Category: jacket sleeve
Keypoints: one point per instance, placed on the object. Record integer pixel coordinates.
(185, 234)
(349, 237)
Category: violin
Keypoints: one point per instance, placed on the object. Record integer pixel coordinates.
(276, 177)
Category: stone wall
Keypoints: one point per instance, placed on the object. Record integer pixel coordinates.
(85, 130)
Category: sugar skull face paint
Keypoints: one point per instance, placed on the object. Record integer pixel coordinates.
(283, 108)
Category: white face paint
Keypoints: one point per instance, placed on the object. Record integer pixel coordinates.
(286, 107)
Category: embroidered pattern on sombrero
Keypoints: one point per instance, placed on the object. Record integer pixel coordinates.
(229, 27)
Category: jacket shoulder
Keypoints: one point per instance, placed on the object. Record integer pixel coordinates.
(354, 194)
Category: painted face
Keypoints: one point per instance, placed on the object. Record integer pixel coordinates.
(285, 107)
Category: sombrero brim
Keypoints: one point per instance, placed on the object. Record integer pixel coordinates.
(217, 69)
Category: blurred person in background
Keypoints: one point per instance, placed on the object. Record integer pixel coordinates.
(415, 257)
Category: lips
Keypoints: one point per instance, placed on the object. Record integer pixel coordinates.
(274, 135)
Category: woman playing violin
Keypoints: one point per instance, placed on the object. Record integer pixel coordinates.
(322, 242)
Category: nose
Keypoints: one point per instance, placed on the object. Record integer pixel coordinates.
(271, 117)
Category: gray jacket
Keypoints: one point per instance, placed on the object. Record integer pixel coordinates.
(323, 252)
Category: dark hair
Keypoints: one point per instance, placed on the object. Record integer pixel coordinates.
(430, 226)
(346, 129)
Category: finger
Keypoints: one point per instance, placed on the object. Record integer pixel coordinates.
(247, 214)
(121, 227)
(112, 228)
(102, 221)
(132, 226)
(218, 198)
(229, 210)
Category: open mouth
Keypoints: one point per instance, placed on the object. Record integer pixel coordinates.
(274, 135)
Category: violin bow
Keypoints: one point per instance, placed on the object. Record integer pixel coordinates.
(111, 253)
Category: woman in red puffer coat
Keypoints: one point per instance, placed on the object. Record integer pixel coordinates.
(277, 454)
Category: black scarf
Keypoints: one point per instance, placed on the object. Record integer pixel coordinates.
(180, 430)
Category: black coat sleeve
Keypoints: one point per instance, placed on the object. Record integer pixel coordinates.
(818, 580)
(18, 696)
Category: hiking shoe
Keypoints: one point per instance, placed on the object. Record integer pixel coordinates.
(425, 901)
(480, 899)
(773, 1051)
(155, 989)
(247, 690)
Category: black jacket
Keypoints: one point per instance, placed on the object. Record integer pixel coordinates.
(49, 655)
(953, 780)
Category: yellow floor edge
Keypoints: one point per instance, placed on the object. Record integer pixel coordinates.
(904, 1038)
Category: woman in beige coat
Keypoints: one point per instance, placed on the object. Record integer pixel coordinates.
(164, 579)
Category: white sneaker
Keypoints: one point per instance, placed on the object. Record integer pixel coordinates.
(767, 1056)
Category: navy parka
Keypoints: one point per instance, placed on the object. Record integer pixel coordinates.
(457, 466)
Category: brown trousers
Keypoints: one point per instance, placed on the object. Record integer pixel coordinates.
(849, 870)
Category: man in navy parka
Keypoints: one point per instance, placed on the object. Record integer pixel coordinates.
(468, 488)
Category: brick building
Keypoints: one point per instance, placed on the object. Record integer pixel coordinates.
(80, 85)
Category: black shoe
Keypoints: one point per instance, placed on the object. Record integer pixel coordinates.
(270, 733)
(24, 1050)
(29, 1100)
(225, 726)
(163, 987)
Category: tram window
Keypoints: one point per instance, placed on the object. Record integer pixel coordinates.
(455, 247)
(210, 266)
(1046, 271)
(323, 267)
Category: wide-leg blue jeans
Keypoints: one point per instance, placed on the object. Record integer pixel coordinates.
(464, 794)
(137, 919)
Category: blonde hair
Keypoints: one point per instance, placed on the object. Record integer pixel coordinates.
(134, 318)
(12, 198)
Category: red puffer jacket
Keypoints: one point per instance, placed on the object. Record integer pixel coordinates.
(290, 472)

□ □ □ □

### REQUIRED WORK
Reproduce the listing from the line holding "Category: tram window" through the end of the listing, both included, substituting "fair hair" for "blonde hair" and leaving everything else unchanged.

### RESULT OF THIS EXERCISE
Category: tram window
Keypoints: one point per instance, placed on the object. Record integer pixel coordinates.
(455, 247)
(210, 266)
(1046, 271)
(323, 267)
Category: wide-leg blue jeans
Keypoints: one point per instance, placed on the object. Record integer pixel coordinates.
(464, 794)
(137, 919)
Category: fair hair
Keypoints: one point per instance, placed on the object. Record integer pixel coordinates.
(134, 318)
(12, 198)
Category: red puffer jacket
Keypoints: one point per instance, placed on the object. Record integer pixel coordinates.
(290, 472)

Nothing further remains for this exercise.